Source:
※

Midjourney’s Evolution from V1 to V7

Midjourney didn’t just improve — it transformed. We tested each version side-by-side using identical prompts. V4 changed everything. V7 sealed the deal.

John Angelo Yap

Updated May 15, 2025

An old AI model vs. the newest, generated with Midjourney

An old AI model vs. the newest, generated with Midjourney

Reading Time: 8 minutes

If you’ve ever played with AI image generators, you probably know Midjourney. And if you’ve been around since the early days, then yeah — you’ve seen things.

I’ve been using Midjourney since version one, and trust me, those early results were rough. Every prompt felt like rolling the dice: would I get a decent photo or a cursed gremlin with extra teeth and three shadows? You never knew.

But that’s what makes this journey so interesting. Watching an AI go from awkward, clunky experiments to full-blown, professional-grade imagery in just a few updates is wild. And now that V7 is out, I figured it was the perfect time to look back and ask: how far have we really come?

※

[Entries taken from a collection]
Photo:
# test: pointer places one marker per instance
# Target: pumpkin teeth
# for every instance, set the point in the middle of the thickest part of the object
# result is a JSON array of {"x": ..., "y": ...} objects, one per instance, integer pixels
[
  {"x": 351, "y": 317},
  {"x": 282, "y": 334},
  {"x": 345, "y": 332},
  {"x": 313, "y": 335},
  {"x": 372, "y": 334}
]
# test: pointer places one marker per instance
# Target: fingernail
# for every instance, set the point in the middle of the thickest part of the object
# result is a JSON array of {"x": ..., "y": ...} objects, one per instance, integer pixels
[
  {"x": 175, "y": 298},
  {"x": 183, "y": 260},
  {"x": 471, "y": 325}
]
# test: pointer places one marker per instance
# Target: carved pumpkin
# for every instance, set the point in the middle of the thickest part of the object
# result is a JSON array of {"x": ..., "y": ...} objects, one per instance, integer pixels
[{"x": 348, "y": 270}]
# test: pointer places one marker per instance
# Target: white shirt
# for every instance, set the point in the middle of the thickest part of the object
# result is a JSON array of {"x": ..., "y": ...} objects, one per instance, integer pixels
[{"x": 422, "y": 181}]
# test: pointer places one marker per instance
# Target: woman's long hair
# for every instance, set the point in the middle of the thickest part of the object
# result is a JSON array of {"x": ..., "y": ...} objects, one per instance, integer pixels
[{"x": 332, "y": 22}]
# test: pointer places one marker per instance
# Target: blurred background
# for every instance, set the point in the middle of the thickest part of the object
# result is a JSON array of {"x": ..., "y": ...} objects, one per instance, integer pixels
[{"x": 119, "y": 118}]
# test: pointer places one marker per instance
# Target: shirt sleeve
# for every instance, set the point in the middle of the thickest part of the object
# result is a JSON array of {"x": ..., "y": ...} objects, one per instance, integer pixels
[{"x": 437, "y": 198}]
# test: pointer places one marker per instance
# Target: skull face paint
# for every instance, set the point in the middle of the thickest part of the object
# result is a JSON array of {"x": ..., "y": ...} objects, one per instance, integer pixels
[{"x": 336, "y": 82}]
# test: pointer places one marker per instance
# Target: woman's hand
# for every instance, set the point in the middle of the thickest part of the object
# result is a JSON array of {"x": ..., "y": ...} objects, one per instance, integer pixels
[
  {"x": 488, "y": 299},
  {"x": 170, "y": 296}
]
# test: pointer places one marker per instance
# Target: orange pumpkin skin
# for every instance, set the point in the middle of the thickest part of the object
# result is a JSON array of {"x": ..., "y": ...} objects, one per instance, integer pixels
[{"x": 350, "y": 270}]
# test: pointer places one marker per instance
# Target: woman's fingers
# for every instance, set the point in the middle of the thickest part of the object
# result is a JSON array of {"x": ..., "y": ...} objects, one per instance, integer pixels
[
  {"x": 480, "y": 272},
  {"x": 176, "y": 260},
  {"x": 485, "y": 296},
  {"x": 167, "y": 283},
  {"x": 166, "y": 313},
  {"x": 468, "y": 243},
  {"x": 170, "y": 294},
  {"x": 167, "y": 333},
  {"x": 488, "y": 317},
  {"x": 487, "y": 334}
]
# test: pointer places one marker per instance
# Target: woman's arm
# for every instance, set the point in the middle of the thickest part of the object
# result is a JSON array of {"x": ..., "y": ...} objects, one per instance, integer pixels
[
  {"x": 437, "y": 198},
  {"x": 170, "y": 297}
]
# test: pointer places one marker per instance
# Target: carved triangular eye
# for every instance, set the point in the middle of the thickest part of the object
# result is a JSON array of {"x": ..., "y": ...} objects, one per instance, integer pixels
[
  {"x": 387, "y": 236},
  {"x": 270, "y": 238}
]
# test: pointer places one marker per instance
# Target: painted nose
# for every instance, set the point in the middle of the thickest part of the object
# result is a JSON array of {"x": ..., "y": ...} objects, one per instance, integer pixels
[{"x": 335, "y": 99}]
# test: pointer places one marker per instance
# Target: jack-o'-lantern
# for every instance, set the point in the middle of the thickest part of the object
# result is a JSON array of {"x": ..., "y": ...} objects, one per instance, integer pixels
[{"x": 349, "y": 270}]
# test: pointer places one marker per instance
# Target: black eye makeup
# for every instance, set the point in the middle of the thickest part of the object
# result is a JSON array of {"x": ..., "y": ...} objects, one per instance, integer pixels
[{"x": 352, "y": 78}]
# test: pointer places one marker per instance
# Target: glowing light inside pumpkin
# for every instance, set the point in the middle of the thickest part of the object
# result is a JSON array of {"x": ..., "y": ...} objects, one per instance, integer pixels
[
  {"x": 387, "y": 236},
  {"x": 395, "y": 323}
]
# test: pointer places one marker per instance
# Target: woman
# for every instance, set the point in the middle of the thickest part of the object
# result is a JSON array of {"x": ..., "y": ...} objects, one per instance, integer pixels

※

Required work:
(1) Answer these questions from the article on Midjourney's versions:
(a) Which version does the article say "changed everything"?
(b) What reading time does the article list?
(c) Since which version has the writer been using Midjourney?
(2) Continue the article on Midjourney's evolution from V1 to V7 from the point where it stops.
None of the entries is needed for this work.

The responses:
(1)
(a) V4
(b) 8 minutes
(c) Version one

(2)
So I ran the same prompt through every version — from V1 to V7 — and the transformation speaks for itself. Let’s take a look.

Midjourney’s Improvement Told Through Images

Let me take you on a journey through the evolution of AI image generation. I've spent countless hours playing with Midjourney's models, from the early days of V1 to the latest V7 release, and the transformation is nothing short of mind-blowing. Using the exact same prompts across all versions, I'll show you just how far we've come.

Portrait (Human)

Prompt: a young man in a plain black top, indie, retro, medium format photography, warm light, dorm room aesthetics, candid

The early days of Midjourney were... rough, to put it kindly. 

From V1 to V3, you could kinda tell it was attempting to generate a man, but the anatomy was all kinds of wrong. Heads were shaped like malformed potatoes, positioned at impossible angles, and the dorm background looked like an abstract painting rather than a living space. It was the uncanny valley, except the valley was more like a bottomless pit.

V4 marked the first major breakthrough, finally understanding the basic shape and form of a human being. The anatomical nightmares were gone, but something still felt off — that classic uncanny valley feeling that makes you uncomfortable without knowing exactly why. 

By V5, the technical issues were largely resolved, but instead of a casual candid shot, we got something that looked like a professional photography session. V6 improved things further but still struggled with shadows and lighting.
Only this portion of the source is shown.